* [Actions to take]
(1) Summarize the serialization tip in two sentences.
(2) Output the part of the serialization tip from "Serialization of 5000 objects took 234" up to and including "objects to a file.".

* [Quoted text]
──────
IMPROVING SERIALIZATION
PERFORMANCE WITH
EXTERNALIZABLE
With serialization, you can customize how an object's fields are
mapped to a stream, and even recover when you encounter a stream
that has different fields from the ones you expect. This
flexibility is a benefit of the serialization format; the format
includes more then just your object's field values, but also
metadata about the version of your class and its field names and
types.
However, flexibility comes at the price of lower performance.
This is certainly true for serialization. This tip shows you how
to improve the performance of serialization by turning off the
standard serialization format. You do this by making your objects
externalizable. Let's start the tip with a programming example
that uses serializable objects:
import java.io.*;
class Employee implements Serializable {
String lastName;
String firstName;
String ssn;
int salary;
int level;
public Employee(String lastName, String firstName, String ssn,
int salary, int level)
{
this.lastName = lastName;
this.firstName = firstName;
this.ssn = ssn;
this.salary = salary;
this.level = level;
}
}
public class TestSerialization {
public static final int tests=5;
public static final int count=5000;
public static void appMain(String[] args) throws Exception {
Employee[] emps = new Employee[count];
for (int n=0; n<count; n++) {
emps[n] = new Employee("LastName" + n, "FirstName" + n,
"222-33-" + n, 34000 + n,
n % 10);
}
for (int outer=0; outer<tests; outer++) {
ObjectOutputStream oos = null;
FileOutputStream fos = null;
BufferedOutputStream bos = null;
long start = System.currentTimeMillis();
try {
fos = new FileOutputStream("TestSerialization");
bos = new BufferedOutputStream(fos);
oos = new ObjectOutputStream(bos);
for (int n=0; n<count; n++) {
oos.writeObject(emps[n]);
}
long end = System.currentTimeMillis();
System.out.println("Serialization of " + count +
" objects took " + (end-start) + " ms.");
}
finally {
if (oos != null) oos.close();
if (bos != null) bos.close();
if (fos != null) fos.close();
}
new File("TestSerialization").delete();
}
}
public static void main(String[] args)
{
try {
appMain(args);
}
catch (Exception e) {
e.printStackTrace();
}
}
}
The TestSerialization class is a simple benchmark that measures
how long it takes to write Employees into an OutputStream. It
creates 5000 fictitious employees, then writes them all into
a file. The test runs five times. If you run TestSerialization,
you should see output that looks something like this (your times
might differ substantially depending on environmental factors
such as your processor speed and other applications running in
your system):
Serialization of 5000 objects took 438 ms.
Serialization of 5000 objects took 203 ms.
Serialization of 5000 objects took 234 ms.
Serialization of 5000 objects took 188 ms.
Serialization of 5000 objects took 219 ms.
These results indicate that it was a good idea to run the test
more than once because the first run was so different from the
others. Ignoring the first run, which probably incurred some
one-time startup overhead, the results range from approximately
190-235 ms to write 5000 objects to a file.
The Employee class takes advantage of the simplest flavor of
serialization by implementing the signal interface Serializable;
this indicates to the Java(tm) virtual machine* that you want to
use the default serialization mechanism. Implementing the
Serializable interface allows you to serialize the Employee
objects by passing them to the writeObject() method of
ObjectOutputStream. ObjectOutputStream automates the process of
writing the Employee class metadata and instance fields to the
stream. In other words, it does all the serialization work for you.
──────
* [Provided material]
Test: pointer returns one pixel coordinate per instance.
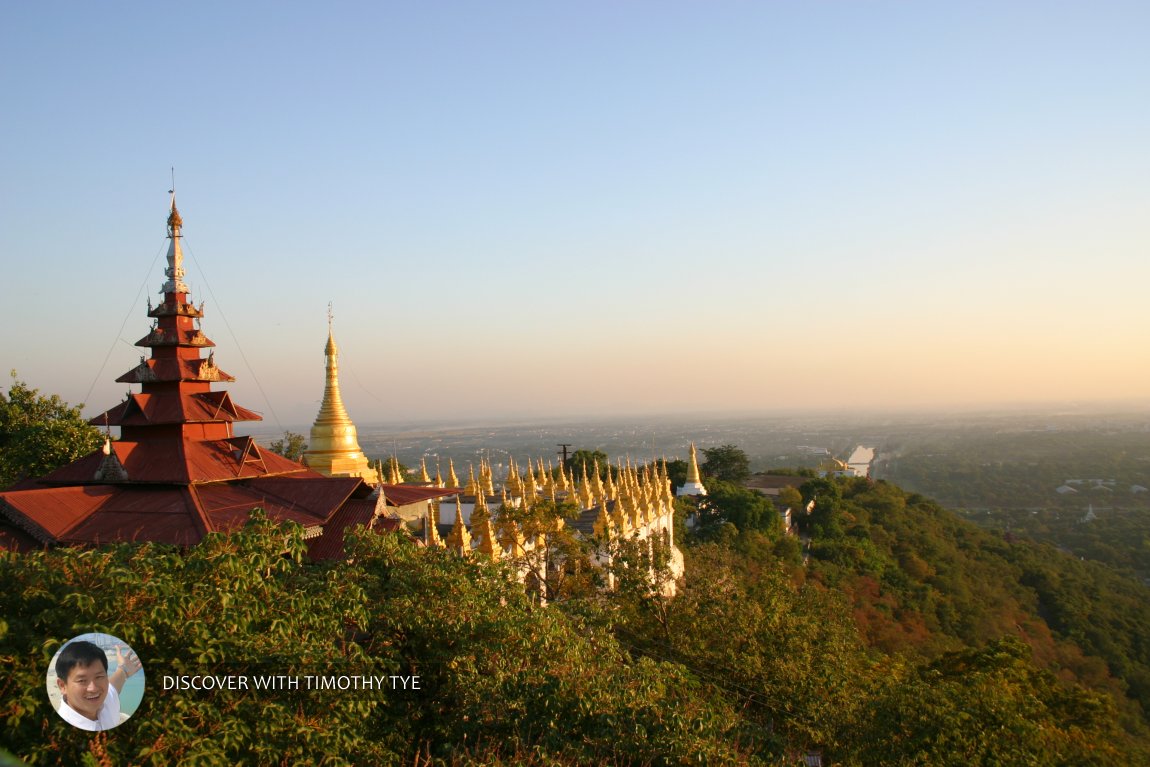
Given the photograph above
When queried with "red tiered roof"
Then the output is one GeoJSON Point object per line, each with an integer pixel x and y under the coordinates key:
──────
* [Responses per task]
(1) Serialization is flexible because its format carries metadata about a class's version, field names, and types, but that flexibility lowers performance, which the tip sets out to improve by making objects externalizable and so turning off the standard format. Its benchmark, TestSerialization, writes 5000 Employee objects that use the default Serializable mechanism to a file five times, and apart from a slower first run each pass takes roughly 190–235 ms.

(2)
Serialization of 5000 objects took 234 ms.
Serialization of 5000 objects took 188 ms.
Serialization of 5000 objects took 219 ms.
These results indicate that it was a good idea to run the test
more than once because the first run was so different from the
others. Ignoring the first run, which probably incurred some
one-time startup overhead, the results range from approximately
190-235 ms to write 5000 objects to a file.